Image segmentation entries
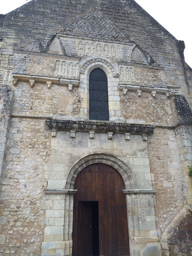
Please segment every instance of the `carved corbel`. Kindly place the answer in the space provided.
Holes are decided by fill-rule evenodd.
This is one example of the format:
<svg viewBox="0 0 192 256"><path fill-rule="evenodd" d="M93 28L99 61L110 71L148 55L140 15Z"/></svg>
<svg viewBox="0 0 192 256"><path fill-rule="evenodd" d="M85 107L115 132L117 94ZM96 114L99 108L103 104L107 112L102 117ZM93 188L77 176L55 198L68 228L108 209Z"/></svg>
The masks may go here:
<svg viewBox="0 0 192 256"><path fill-rule="evenodd" d="M94 131L90 130L90 138L94 138Z"/></svg>
<svg viewBox="0 0 192 256"><path fill-rule="evenodd" d="M32 86L34 86L34 82L35 82L34 80L32 80L32 79L30 79L30 87L32 87Z"/></svg>
<svg viewBox="0 0 192 256"><path fill-rule="evenodd" d="M137 93L138 96L138 97L140 97L142 95L142 91L141 91L140 90L138 90L136 91L136 93Z"/></svg>
<svg viewBox="0 0 192 256"><path fill-rule="evenodd" d="M144 141L146 141L148 140L148 135L146 134L142 134L142 140Z"/></svg>
<svg viewBox="0 0 192 256"><path fill-rule="evenodd" d="M150 94L154 97L154 98L156 96L156 92L155 90L152 90Z"/></svg>
<svg viewBox="0 0 192 256"><path fill-rule="evenodd" d="M52 129L52 137L56 137L56 129Z"/></svg>
<svg viewBox="0 0 192 256"><path fill-rule="evenodd" d="M124 88L124 89L122 89L122 92L123 94L126 95L126 92L128 92L128 89L126 89L126 88Z"/></svg>
<svg viewBox="0 0 192 256"><path fill-rule="evenodd" d="M70 130L70 136L71 138L76 138L76 130Z"/></svg>
<svg viewBox="0 0 192 256"><path fill-rule="evenodd" d="M130 133L126 132L124 135L126 136L126 140L130 140Z"/></svg>
<svg viewBox="0 0 192 256"><path fill-rule="evenodd" d="M112 134L114 134L114 132L108 132L108 140L112 140Z"/></svg>
<svg viewBox="0 0 192 256"><path fill-rule="evenodd" d="M14 78L12 80L12 84L14 86L16 86L16 84L17 84L18 82L18 79L16 79L16 78Z"/></svg>
<svg viewBox="0 0 192 256"><path fill-rule="evenodd" d="M51 86L52 86L52 82L47 82L46 85L48 86L48 89L50 89L50 88Z"/></svg>
<svg viewBox="0 0 192 256"><path fill-rule="evenodd" d="M72 84L68 84L68 90L72 90Z"/></svg>
<svg viewBox="0 0 192 256"><path fill-rule="evenodd" d="M168 98L170 98L170 92L166 92L166 96Z"/></svg>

**WHAT YOU ARE ASKED TO DO**: The records above are to be reproduced exactly; the pictures are to be left out.

**RESPONSE**:
Please segment every instance of the `carved corbel`. Kindly place the answer in the space provided.
Holes are decided by fill-rule evenodd.
This is one example of the format:
<svg viewBox="0 0 192 256"><path fill-rule="evenodd" d="M93 28L99 61L110 71L148 55L140 15Z"/></svg>
<svg viewBox="0 0 192 256"><path fill-rule="evenodd" d="M85 107L115 132L117 94ZM96 114L99 108L103 104L107 112L102 117ZM93 188L77 176L55 198L68 228L108 209Z"/></svg>
The masks may go here:
<svg viewBox="0 0 192 256"><path fill-rule="evenodd" d="M94 131L90 130L90 138L94 138Z"/></svg>
<svg viewBox="0 0 192 256"><path fill-rule="evenodd" d="M32 86L34 86L34 82L35 82L34 80L32 80L32 79L30 79L30 87L32 87Z"/></svg>
<svg viewBox="0 0 192 256"><path fill-rule="evenodd" d="M137 93L138 96L138 97L140 97L142 95L142 91L141 91L140 90L138 90L136 91L136 93Z"/></svg>
<svg viewBox="0 0 192 256"><path fill-rule="evenodd" d="M144 141L146 141L148 140L148 135L146 134L142 134L142 140Z"/></svg>
<svg viewBox="0 0 192 256"><path fill-rule="evenodd" d="M150 94L154 97L154 98L156 96L156 92L155 90L152 90Z"/></svg>
<svg viewBox="0 0 192 256"><path fill-rule="evenodd" d="M52 129L52 137L56 137L56 129Z"/></svg>
<svg viewBox="0 0 192 256"><path fill-rule="evenodd" d="M124 88L124 89L122 89L122 92L123 94L126 95L126 92L128 92L128 89L126 89L126 88Z"/></svg>
<svg viewBox="0 0 192 256"><path fill-rule="evenodd" d="M70 130L70 136L71 138L76 138L76 130Z"/></svg>
<svg viewBox="0 0 192 256"><path fill-rule="evenodd" d="M130 133L126 132L124 135L126 136L126 140L130 140Z"/></svg>
<svg viewBox="0 0 192 256"><path fill-rule="evenodd" d="M112 134L114 134L114 132L108 132L108 140L112 140Z"/></svg>
<svg viewBox="0 0 192 256"><path fill-rule="evenodd" d="M14 78L12 80L12 84L14 86L16 86L16 84L17 84L18 82L18 79L16 79L16 78Z"/></svg>
<svg viewBox="0 0 192 256"><path fill-rule="evenodd" d="M51 86L52 86L52 82L47 82L46 85L48 86L48 89L50 89L50 88Z"/></svg>
<svg viewBox="0 0 192 256"><path fill-rule="evenodd" d="M72 84L68 84L68 90L72 90Z"/></svg>
<svg viewBox="0 0 192 256"><path fill-rule="evenodd" d="M168 98L170 98L170 92L166 92L166 96Z"/></svg>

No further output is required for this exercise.